- _THE TASK_: Rewrite the entries below, replacing each "imagine" with "envision" and keeping everything else the same.

START MATERIAL

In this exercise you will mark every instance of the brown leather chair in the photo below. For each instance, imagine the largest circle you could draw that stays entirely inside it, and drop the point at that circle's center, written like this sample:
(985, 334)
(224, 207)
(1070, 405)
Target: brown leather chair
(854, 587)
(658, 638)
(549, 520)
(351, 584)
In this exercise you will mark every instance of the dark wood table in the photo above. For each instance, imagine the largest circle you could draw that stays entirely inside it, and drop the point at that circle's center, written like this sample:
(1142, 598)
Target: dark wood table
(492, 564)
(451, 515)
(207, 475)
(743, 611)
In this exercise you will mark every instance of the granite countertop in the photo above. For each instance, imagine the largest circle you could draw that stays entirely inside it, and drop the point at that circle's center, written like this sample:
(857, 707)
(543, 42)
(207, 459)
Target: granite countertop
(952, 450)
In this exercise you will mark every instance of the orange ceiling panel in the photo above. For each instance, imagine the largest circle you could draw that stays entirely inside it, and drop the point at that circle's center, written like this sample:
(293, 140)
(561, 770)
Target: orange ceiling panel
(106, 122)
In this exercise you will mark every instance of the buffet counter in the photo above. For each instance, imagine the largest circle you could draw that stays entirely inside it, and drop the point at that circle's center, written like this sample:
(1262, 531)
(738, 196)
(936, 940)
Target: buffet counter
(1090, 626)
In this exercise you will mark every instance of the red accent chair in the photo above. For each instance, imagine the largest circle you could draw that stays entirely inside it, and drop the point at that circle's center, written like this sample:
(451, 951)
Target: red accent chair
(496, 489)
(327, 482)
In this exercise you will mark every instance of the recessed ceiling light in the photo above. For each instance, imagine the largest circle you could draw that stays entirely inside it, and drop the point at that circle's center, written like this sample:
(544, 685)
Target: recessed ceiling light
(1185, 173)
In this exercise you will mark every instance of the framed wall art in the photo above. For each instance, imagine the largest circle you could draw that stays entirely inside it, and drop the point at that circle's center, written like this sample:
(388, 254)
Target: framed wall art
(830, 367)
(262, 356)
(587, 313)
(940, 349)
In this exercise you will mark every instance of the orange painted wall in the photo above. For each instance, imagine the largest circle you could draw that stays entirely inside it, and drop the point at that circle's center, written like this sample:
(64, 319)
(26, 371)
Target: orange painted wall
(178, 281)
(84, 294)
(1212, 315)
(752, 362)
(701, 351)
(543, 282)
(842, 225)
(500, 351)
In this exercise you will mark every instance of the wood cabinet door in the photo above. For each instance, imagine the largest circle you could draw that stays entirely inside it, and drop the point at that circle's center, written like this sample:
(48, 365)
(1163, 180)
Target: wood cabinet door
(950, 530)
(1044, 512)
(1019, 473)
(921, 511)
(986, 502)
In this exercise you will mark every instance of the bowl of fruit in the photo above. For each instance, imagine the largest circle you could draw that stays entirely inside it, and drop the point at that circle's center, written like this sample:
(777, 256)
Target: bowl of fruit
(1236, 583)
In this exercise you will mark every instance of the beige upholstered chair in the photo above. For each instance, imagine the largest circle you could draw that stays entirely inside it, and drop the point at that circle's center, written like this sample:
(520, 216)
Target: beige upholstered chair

END MATERIAL

- _PROBLEM SOLUTION_:
In this exercise you will mark every instance of the brown leather chair in the photo below. For each instance, envision the largest circle you could draw that stays entirely inside it, and drop the point at that circle's center, written like this sample:
(985, 334)
(224, 207)
(1070, 405)
Target: brown leather chair
(854, 587)
(658, 638)
(549, 520)
(351, 584)
In this exercise you will mark every instance of the dark wood table in the photo above. For each instance, envision the largest circle you could draw that stays entirely inside it, and drop the point at that circle's center, written like this sample:
(1142, 598)
Target: dark wood table
(492, 564)
(451, 515)
(207, 475)
(743, 611)
In this exercise you will mark every instance of the granite countertop in the photo above. For each instance, envision the largest circle you could draw that stays entirely inside it, and drop the point at that circle's center, written like this sample:
(857, 707)
(543, 42)
(207, 459)
Target: granite countertop
(952, 450)
In this exercise you will mark every instance of the orange ceiling panel in the photo above. For each instance, envision the largest circle you could draw that stays entirely inside it, and drop the point at that circle's center, written like this sample:
(293, 140)
(561, 770)
Target: orange ceiling panel
(106, 122)
In this exercise you will mark every instance of the buffet counter in the photo above. For each instance, envision the largest circle you could draw that stays entirely inside it, and drop the point at that circle's center, written like this sample:
(1262, 531)
(738, 196)
(936, 940)
Target: buffet counter
(1090, 626)
In this exercise you will mark every instance of the red accent chair in the photo above. For each instance, envision the largest circle you could draw that stays entirely inside it, and drop the point at that circle's center, written like this sample:
(451, 951)
Target: red accent chair
(496, 489)
(327, 482)
In this exercise you will mark every instance of the recessed ceiling light in the photo above. For each instance, envision the largest circle you could draw that stays entirely inside it, and drop the point at that circle's center, written like this sample:
(544, 685)
Target: recessed ceiling light
(1185, 173)
In this exercise you will mark every instance of the framed wall art in the photo above. For each instance, envision the largest circle you could draw that stays entirely inside it, and drop the point at that circle's center, written like this sample:
(388, 254)
Target: framed wall art
(830, 367)
(262, 356)
(587, 313)
(940, 349)
In this exercise you will mark every instance of the orange painted wall in the photo above. For each instance, envision the largest circle you could draw that stays entirely inside it, and drop the point at that circle's center, written like this sample:
(64, 319)
(26, 371)
Target: orange painted wall
(178, 281)
(84, 294)
(1212, 315)
(752, 362)
(701, 351)
(543, 282)
(842, 225)
(500, 351)
In this exercise you will mark every instance of the wood cabinet door in the photo above. For each instance, envision the largest circle you could draw that stays entirely inside it, and drop the point at that circle's center, written like this sample:
(48, 365)
(1163, 180)
Target: wood cabinet door
(950, 530)
(1044, 512)
(1019, 473)
(921, 511)
(986, 502)
In this exercise you will mark every instance of the bowl of fruit in the photo above. For each instance, envision the largest circle you could draw that stays entirely inside it, and drop the point at that circle's center, written like this sample:
(777, 256)
Target: bowl of fruit
(1236, 583)
In this exercise you will mark every instance of the beige upholstered chair in the photo above. For each instance, envision the largest circle you could draw that stays entirely inside it, and drop the point at that circle's center, written like this sample:
(520, 216)
Target: beige upholstered chair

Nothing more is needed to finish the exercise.